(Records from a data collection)
· · ·

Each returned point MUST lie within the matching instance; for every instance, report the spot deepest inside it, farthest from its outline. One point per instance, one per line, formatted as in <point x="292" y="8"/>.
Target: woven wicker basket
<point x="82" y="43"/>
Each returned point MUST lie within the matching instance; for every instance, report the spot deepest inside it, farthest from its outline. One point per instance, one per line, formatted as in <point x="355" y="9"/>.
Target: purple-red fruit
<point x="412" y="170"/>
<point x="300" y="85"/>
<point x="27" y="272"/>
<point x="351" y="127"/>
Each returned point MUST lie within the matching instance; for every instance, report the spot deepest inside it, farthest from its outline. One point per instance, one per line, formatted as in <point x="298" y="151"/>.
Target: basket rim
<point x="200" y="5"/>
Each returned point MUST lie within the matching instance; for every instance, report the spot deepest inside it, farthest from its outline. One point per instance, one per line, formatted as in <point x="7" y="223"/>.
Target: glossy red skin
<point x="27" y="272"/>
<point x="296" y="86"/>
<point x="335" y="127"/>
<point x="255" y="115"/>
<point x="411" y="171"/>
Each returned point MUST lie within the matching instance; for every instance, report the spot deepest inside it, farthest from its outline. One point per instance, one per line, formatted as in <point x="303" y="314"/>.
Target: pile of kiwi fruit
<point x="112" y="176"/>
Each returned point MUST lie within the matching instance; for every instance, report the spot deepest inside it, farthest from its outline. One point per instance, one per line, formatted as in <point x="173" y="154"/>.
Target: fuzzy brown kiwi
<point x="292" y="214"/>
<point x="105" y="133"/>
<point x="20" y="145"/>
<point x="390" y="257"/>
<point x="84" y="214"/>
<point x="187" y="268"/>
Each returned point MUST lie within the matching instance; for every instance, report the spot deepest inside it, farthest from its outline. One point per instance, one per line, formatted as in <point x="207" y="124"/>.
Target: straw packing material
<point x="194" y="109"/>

· · ·

» Instructions for the task: Reproduce the full set of records precisely.

» Result:
Each returned point MUST lie within the matching instance; for every instance, report the spot deepest inside it, farthest from its outline. One point per instance, one per line, formatted as in <point x="292" y="8"/>.
Target: woven wicker basket
<point x="82" y="43"/>
Each returned point MUST lie within the matching instance; for every instance, report the spot deepest inside it, farthest from its outline. One point per instance, one per line, formatted as in <point x="355" y="9"/>.
Target: purple-red fruit
<point x="412" y="170"/>
<point x="300" y="85"/>
<point x="27" y="272"/>
<point x="351" y="127"/>
Each returned point MUST lie within the matching instance; for every instance, report the spot deepest inside it, farthest from its outline. One point per instance, one per line, formatted as in <point x="298" y="151"/>.
Target: basket rim
<point x="200" y="5"/>
Each returned point MUST lie within the matching instance; for every instance, report the spot deepest inside it, farthest from its outline. One point per instance, one per line, formatted as in <point x="7" y="223"/>.
Target: glossy red skin
<point x="27" y="272"/>
<point x="296" y="86"/>
<point x="335" y="127"/>
<point x="255" y="115"/>
<point x="411" y="171"/>
Each returned point MUST lie within the matching instance; for every instance, report the spot deepest inside it, farthest from its outline. One point per instance, one per line, formatted as in <point x="303" y="314"/>.
Target: pile of kiwi fruit
<point x="112" y="176"/>
Each returned point MUST lie within the matching instance; for every instance, report the spot deepest inside it, farthest from its outline. One point per instance, one per line, formatted as in <point x="173" y="154"/>.
Target: fuzzy brown kiwi
<point x="292" y="214"/>
<point x="105" y="133"/>
<point x="20" y="145"/>
<point x="390" y="257"/>
<point x="84" y="214"/>
<point x="187" y="268"/>
Each returned point MUST lie within the matching instance; for every instance, report the spot deepest inside it, farthest from its outline. One point per instance, one per line, formatted as in <point x="207" y="124"/>.
Target: straw packing material
<point x="194" y="109"/>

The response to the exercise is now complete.